Supplied information =>
+ + +

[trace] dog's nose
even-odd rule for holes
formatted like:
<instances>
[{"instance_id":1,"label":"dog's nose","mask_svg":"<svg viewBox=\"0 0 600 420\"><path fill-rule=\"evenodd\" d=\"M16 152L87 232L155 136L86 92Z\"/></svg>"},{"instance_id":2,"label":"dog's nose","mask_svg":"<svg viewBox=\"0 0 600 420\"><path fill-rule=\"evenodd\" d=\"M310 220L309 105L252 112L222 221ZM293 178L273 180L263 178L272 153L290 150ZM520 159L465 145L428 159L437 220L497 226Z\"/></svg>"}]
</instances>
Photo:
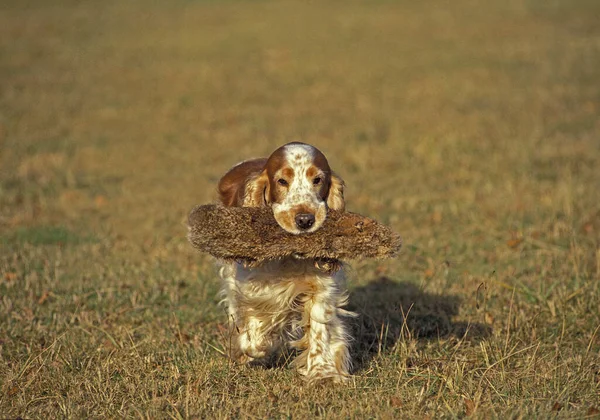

+ + +

What you are asked to do =>
From the listing above, pick out every line containing "nose".

Answer to this problem =>
[trace] dog's nose
[{"instance_id":1,"label":"dog's nose","mask_svg":"<svg viewBox=\"0 0 600 420\"><path fill-rule=\"evenodd\" d=\"M16 152L87 232L155 136L86 92Z\"/></svg>"},{"instance_id":2,"label":"dog's nose","mask_svg":"<svg viewBox=\"0 0 600 420\"><path fill-rule=\"evenodd\" d=\"M310 220L309 105L252 112L222 221ZM293 178L273 180L263 178L272 153L290 150ZM520 159L465 145L428 159L437 220L497 226Z\"/></svg>"}]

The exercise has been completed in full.